■ QUESTIONS ON THE MATERIAL:
a) From the Jerry Douglas biography, list every publication or website that the biography credits as the source of a quotation or statement about Douglas.
b) Carry on the Jerry Douglas biography from its last sentence.

■ DOCUMENT TEXT:
>>>
Born in 1955 in Warren, OH; son of John Douglas (a steelworker and bluegrass musician). Addresses: Record company--Sugar Hill Records, P.O. Box 55300, Durham, NC 27717-5300, website: http://www.sugarhillrecords.com. Website--Jerry Douglas Official Website: http://www.jerrydouglas.com/.

Jerry "Flux" Douglas is a contemporary American dobro player well known in bluegrass circles for playing with bands including Country Gentlemen and Alison Krauss & Union Station, but also because he has continued to explore and expand the vocabulary for the instrument as a solo artist. CityBeat's Jon Weisberger crowned Douglas "the world's foremost resonator guitarist." Douglas is a busy session musician with a seemingly endless list of credits on Nashville recorded albums in both the country and bluegrass genres, and is considered by many to be one of the finest dobro players in contemporary acoustic music.

A 1998 article in City Paper stated, "When the call goes out for dobro players ... there's only one guy that makes up the entire A-list, and that's Jerry Douglas." That call has gone out from a diverse group of musicians and composers that reads like a who's who of contemporary music, including Garth Brooks, the late Ray Charles, Bill Frisell, Emmylou Harris, Tim O'Brien, Maura O'Connell, Dolly Parton, Peter Rowan, and Trisha Yearwood. Douglas has said that his approach to playing has essentially been to demonstrate the versatility of the dobro across musical genres, especially because it has been pigeonholed as being only a country instrument. This can be seen in his eclectic and inventive solo recordings that gather ideas from jazz as much as from bluegrass.

The dobro, or resophonic guitar, is an instrument created in the late 1920s by the Dopyera brothers, immigrants to the United States. The word dobro is derived from the words "Dopyera Brothers," and is considered one of the six classic bluegrass instruments, although it is also used in other musical contexts, including country and popular music. Still, many people are unfamiliar with the instrument. "I will consider myself personally successful when I don't have to explain to people what it is anymore," Douglas said, in an interview with JamBase.

Bluegrass music was common in the Douglas household in Ohio while Jerry Douglas was growing up. Douglas's father, John, was a musician as well as a steel mill worker. Douglas recalled, "I'd wake up to Flatt and Scruggs every morning before I went to school." In the JamBase interview he explained that he originally intended to play banjo, "But then the dobro really caught my ear; the way Josh Graves played it. It was really soulful, it was like a voice." His fate was sealed after hearing Graves play live with Flatt & Scruggs in 1963. Douglas's father altered a guitar so that the strings were high, allowing the youngster to play it in a fashion similar to that of a dobro. "He found a real one for me when I was about 12 and then I really started learning how to play," recalled Douglas in an interview on the National Endowment for the Arts (NEA) website. "Playing dobro came easy to me. I didn't sit down and practice 20 hours a day or anything like that. I did all the normal things kids do all the way through high school, played football and did everything," he commented on the NEA website. "But I didn't have a lot of dobro musicians to listen to. It wasn't the kind of instrument that you could just kind of copy four or five different guys. There were only one or two guys that I could even listen to on record and I learned as much as I could from them. I just used my own intuition on what to do after that."
<<<
■ ENTRIES PROVIDED:
>>>
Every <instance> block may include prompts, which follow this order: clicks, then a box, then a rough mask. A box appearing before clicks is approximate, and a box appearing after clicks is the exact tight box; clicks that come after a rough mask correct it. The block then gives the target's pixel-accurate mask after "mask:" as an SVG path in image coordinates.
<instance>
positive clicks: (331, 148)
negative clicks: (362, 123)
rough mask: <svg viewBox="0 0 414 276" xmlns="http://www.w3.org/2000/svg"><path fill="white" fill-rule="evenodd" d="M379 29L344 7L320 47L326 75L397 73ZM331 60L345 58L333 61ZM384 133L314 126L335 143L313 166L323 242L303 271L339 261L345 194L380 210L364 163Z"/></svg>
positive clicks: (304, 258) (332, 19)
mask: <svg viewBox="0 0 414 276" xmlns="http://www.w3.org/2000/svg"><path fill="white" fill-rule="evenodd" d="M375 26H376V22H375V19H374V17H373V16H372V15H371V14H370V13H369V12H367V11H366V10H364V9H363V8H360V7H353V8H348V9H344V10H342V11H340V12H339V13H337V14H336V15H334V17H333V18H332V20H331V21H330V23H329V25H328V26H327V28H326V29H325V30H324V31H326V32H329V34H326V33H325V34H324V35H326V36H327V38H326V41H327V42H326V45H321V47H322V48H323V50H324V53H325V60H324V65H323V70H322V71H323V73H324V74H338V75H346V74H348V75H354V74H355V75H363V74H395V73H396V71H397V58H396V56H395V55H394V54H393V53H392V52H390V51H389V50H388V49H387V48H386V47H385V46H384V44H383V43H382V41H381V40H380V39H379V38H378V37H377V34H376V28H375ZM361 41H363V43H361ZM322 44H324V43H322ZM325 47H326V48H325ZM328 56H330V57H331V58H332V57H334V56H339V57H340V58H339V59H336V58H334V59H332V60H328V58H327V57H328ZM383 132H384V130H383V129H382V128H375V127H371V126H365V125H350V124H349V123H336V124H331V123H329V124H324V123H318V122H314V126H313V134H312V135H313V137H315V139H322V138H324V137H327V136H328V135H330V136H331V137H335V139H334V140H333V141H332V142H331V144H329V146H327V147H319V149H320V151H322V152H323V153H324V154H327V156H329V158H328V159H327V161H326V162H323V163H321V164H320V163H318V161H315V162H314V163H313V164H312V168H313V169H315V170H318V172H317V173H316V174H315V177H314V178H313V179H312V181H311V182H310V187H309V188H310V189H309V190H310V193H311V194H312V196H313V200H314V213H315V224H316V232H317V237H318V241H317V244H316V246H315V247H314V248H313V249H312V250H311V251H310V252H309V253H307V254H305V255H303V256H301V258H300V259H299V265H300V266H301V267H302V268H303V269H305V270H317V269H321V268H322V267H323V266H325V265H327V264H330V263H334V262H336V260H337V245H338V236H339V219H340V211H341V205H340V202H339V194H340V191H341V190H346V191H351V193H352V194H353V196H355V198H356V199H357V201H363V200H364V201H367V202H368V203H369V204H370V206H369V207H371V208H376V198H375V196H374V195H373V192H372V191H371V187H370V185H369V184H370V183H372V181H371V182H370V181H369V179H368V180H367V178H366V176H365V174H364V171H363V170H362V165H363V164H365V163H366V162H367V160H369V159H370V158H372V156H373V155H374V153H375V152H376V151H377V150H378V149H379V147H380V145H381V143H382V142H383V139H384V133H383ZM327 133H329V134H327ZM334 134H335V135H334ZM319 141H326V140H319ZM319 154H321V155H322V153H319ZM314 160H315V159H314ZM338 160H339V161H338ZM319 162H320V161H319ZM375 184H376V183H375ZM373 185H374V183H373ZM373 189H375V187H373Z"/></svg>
<<<
■ RESPONSES PER TASK:
a)
- CityBeat
- City Paper
- JamBase
- the National Endowment for the Arts (NEA) website

b)
Douglas performed periodically with his father's band, the West Virginia Travelers, and began touring with the Country Gentlemen by the age of 17. The band is among the most respected bluegrass bands in the United States and is often credited with having pioneered the sub-genre known as "new grass." Among its alumni are Doyle Lawson and Ricky Skaggs. He toured with the band in 1973, between his junior and senior years of high school, and opted to tour with them again after his graduation. At the prompting of Skaggs, Douglas joined J.D. Crowe & the New South in the mid-1970s. Their instrumental track "Fireball" was awarded the Grammy for Best Country Instrumental in 1983, and it would be the first of many honors for Douglas.

With Skaggs, Douglas formed the short-lived Boone Creek in 1976-77. Its members included ex-New South players Wes Golding and Terry Baucom. The group disbanded when Skaggs joined Emmylou Harris's now legendary Hot Band. Douglas and his career moved to Nashville in 1978, and released his first solo album, Fluxology, in 1979. This would be the first of many solo projects Douglas would record when not touring or recording with others. Among the most critically acclaimed of these projects were 1992's Slide Rule and Restless On the Farm, released in 1998.

According to his own count, Douglas has appeared on more than a thousand albums. These have included some of the most highly regarded albums in the acoustic music field, such as Tony Rice's Manzanita, Drive, with banjo virtuoso Bela Fleck, and Skip, Hop & Wobble with Douglas, Russ Barenberg, and Edgar Meyer. In addition he has produced a growing number of albums, for himself as well as for such artists as the Del McCoury Band, the Nashville Bluegrass Band, and Jesse Winchester.

At the end of the decade, Douglas was invited to join up with Alison Krauss & Union Station. The band's schedule gave him ample time to continue pursuing his own projects. "It felt great, to be able to go ahead and get on the road with them," he said in an interview with CityBeat in 2002. Trying hard to keep his solo career on course, however, meant turning down some prime assignments from A-list groups. In a 2002 interview with Andy Ellis of Guitar Player, he confessed that "it freaks me out to say `no,' but if I want to have a solo career, I can't be perceived as a session guy who jumps at everything that's thrown at him."

On one break, Douglas worked with T-Bone Burnett on the soundtrack for the film O Brother, Where Art Thou?. Although some in bluegrass circles expressed concern about the stereotyped light in which O Brother cast their music, Douglas felt it allowed many more people to become acquainted with bluegrass music, and the soundtrack has been credited with reviving interest in roots acoustic music as well.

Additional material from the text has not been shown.